CHALLENGE
Please output only the lines that run from the line containing "of the person" through the end of the material below, exactly.

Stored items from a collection
========================

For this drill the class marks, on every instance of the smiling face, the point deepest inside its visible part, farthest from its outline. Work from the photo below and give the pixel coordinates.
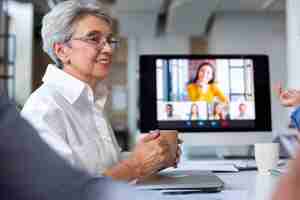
(205, 74)
(83, 59)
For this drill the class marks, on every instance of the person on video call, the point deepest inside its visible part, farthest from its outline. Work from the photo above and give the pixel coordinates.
(203, 86)
(290, 98)
(242, 111)
(170, 113)
(194, 112)
(219, 112)
(68, 109)
(289, 184)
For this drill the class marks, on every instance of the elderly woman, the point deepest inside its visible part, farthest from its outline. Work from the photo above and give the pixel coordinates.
(67, 110)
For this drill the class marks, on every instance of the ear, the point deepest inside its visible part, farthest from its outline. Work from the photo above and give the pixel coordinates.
(62, 51)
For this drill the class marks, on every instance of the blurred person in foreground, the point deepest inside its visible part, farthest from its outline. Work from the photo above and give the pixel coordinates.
(68, 109)
(289, 185)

========================

ANSWER FOR THE TASK
For this drill the class marks, on every instance of the person on video call, the point deepest inside its visible part, farthest from its outline. Work from the photo above and give the pixel coordinates.
(203, 86)
(290, 98)
(242, 111)
(170, 113)
(194, 112)
(219, 112)
(68, 109)
(289, 184)
For this drill the class marks, on every instance of the elderly woman, the point deepest inside its visible part, farthest from its outline. Work from the photo above and give the pixel coordinates.
(67, 110)
For this drill the class marks, on every instance of the ear, the point deepest inside its visible part, farthest from its outline. Work from the photo above and give the pixel coordinates.
(62, 51)
For this drill the class marks, on every instance of the blurred person in foreground, the point deepest inside its visible part, farthest from its outline. Work from the photo above and give the pixel coordinates.
(68, 109)
(289, 185)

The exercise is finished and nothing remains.